## Exercise tasks
• 1. In the BLEU metric walkthrough below, what 2-gram precision does the prediction "the cat is running in the fields" get against its target?
• 2. Pick up the BLEU metric walkthrough below after its final sentence and keep going.

## Document excerpt
>> BEGIN

In [ ]:
from fastai.text import *

What is the BLEU metric?

The BLEU metric has been introduced in this article to come with some kind of way to evaluate the performance of translation models. It's based on the precision you hit with n-grams in your prediction compared to your target. Let's see this on an example. Imagine you have the target sentence

the cat is walking in the garden

and your model gives you the following output

the cat is running in the fields

We are going to compute the precision, which is the number of correctly predicted n-grams divided by the number of predicted n-grams for n going from 1 to 4.

For 1-grams (or tokens, more simply), we have predicted 5 correct words out of 7, so we get a precision of 5/7. Note that the order doesn't matter, for instance predicting

she read the book because she was interested in world history

instead of

she was interested in world history because she read the book

would give a precision of 1 for the 1-grams.

For 2-grams, in the first example, we have 3 correct 2-grams ("the cat", "cat is" and "in the") out of 6, so a precision of 3/6. In the second example, the precision for 2-grams is 9/10.

For 3-grams, in the first example, we have only 1 correct 3-gram ("the cat is") out of 5, so a precision of 1/5. In the second example, the precision for 3-grams is 6/9.

For 4-grams, in the first example, we don't have any 4-gram that is correct, so the precision is 0. In the second example, it's 4/8.

There is one big drawback in just taking the raw precision: very often a seq2seq model will predict the same easy word. If take the prediction

the the the the the the the the

for our first example, it would score a precision of 1. for 1-grams (because the is in the target sentence, so all the words are considered correct). To avoid that, we put a maximum for a given words to the number of times it can be considered correct, which is the number of times that word is in the target sentence. So in our example, only 2 of the 7 the are considered correct and this clamped precision gives us 2/7 for 1-grams.

One thing to note is that when we deal with a whole corpus, we take the sum of all the corrects over all the sentences then divide by the sum of all the predicted over all the sentences (we don't average precisions over each sentence).

To compute the BLEU score, the final formula is then

BLEU = length_penalty * ((p1 * p2 * p3 * p4) ** 0.25)

which is the geometric average of p1, p2, p3 and p4 (our n-gram precision scores) multiplied by a penalty given for the length: we penalize longer predictions with the precision scores, but short ones get it easier, especially if they only contain correct words. So we apply the following penalty:

length_penalty = 1 if len(pred) >= len(targ) else (1 - exp(len(targ)/len(pred)))

And if we are taking the BLEU score of a whole corpus, we use the sum of the lengths of predicted sentences and the sum of the lengths of predicted targets.

>> END

## Supplied entries
>> BEGIN

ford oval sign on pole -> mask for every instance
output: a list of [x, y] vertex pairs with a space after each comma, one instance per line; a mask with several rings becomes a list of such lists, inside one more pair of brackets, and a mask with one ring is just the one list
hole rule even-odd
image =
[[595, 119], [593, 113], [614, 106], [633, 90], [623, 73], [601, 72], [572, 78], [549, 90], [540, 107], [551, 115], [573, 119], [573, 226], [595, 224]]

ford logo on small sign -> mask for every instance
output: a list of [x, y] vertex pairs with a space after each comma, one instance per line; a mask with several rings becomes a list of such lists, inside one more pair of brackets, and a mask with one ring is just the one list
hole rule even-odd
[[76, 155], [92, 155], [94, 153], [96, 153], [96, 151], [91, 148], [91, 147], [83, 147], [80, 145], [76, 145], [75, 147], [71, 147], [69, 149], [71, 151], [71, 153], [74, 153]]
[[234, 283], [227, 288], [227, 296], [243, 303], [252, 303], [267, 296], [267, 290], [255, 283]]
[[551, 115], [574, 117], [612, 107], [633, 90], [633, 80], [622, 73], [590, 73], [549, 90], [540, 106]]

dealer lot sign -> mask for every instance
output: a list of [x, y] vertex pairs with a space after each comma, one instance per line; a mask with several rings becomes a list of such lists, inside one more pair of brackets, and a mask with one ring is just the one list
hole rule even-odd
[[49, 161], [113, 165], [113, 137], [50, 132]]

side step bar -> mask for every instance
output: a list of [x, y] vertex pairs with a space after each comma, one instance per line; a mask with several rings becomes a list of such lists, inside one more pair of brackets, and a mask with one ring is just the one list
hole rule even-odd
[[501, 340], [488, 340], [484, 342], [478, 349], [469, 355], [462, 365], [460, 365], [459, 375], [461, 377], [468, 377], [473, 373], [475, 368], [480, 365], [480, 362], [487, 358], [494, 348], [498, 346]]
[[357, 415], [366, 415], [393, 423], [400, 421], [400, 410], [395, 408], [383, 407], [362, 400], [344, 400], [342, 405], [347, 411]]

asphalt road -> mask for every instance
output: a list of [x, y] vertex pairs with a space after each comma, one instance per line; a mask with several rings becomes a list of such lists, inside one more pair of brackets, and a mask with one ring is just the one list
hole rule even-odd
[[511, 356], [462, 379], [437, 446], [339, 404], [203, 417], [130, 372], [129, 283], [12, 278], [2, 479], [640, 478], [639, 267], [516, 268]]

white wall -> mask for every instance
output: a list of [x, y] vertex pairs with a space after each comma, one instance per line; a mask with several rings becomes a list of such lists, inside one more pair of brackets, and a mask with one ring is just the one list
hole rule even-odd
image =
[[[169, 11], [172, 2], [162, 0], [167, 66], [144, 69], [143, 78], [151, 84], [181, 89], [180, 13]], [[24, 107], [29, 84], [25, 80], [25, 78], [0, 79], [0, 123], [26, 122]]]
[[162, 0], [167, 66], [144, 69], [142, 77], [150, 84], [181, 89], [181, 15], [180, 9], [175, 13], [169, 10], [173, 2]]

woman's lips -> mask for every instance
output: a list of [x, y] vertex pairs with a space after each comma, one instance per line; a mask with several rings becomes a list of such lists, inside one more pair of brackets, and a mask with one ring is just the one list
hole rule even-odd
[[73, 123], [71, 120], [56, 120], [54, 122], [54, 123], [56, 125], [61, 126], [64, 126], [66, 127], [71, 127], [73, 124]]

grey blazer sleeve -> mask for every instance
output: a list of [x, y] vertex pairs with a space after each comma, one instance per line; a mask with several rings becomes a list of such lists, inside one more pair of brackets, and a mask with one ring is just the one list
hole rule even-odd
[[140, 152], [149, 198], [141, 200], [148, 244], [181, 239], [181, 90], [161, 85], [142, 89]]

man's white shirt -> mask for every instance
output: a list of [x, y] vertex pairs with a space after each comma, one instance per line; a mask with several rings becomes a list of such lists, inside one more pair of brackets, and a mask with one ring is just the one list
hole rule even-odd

>> END

## Exercise answers
• 1. 3/6

• 2.
Let's code this

There is an implementation of BLEU in nltk, but the problem is that it's designed to support lists of tokenized texts, and therefore is very slow (5 hours announced on the validation set of the translation notebook for the average of BLEU scores of sentences). We have numericalized text, so it's easier to reimplement this and only deal with integers.

Specifically we are going to use the Counter class, which is going to count the number of instances of each n-gram in the predicted sentence and the target one:


In [ ]:
targ = [1,2,3,4,5,1,2]
pred = [1,2,3,7,5,1,1]

In [ ]:
cnt_pred,cnt_targ = Counter(pred),Counter(targ)

Now the number of corrects is the number of words in pred that are in targ, with a cap that is the number of times they appear in targ.


In [ ]:
corrects = sum([min(c, cnt_targ[g]) for g,c in cnt_pred.items()])
corrects

Now this works very well for ints, but it won't work for a list of ints, since a Counter requires the objects inside to be hashable. That's why we define a custom class:


In [ ]:
class NGram():
    def __init__(self, ngram, max_n=5000): self.ngram,self.max_n = ngram,max_n
    def __eq__(self, other):
        if len(self.ngram) != len(other.ngram): return False
        return np.all(np.array(self.ngram) == np.array(other.ngram))
    def __hash__(self): return int(sum([o * self.max_n**i for i,o in enumerate(self.ngram)]))

max_n should be set to the vocab size, so we're sure we don't have two different ngrams with the same hash (it needs to be an int).

Then we can define get_grams to gather all the possible ngrams:


In [ ]:
def get_grams(x, n, max_n=5000):
    return x if n==1 else [NGram(x[i:i+n], max_n=max_n) for i in range(len(x)-n+1)]

From here, it's easy to compute correctly predicted ngrams:


In [ ]:
def get_correct_ngrams(pred, targ, n, max_n=5000):
    pred_grams,targ_grams = get_grams(pred, n, max_n=max_n),get_grams(targ, n, max_n=max_n)
    pred_cnt,targ_cnt = Counter(pred_grams),Counter(targ_grams)
    return sum([min(c, targ_cnt[g]) for g,c in pred_cnt.items()]),len(pred_grams)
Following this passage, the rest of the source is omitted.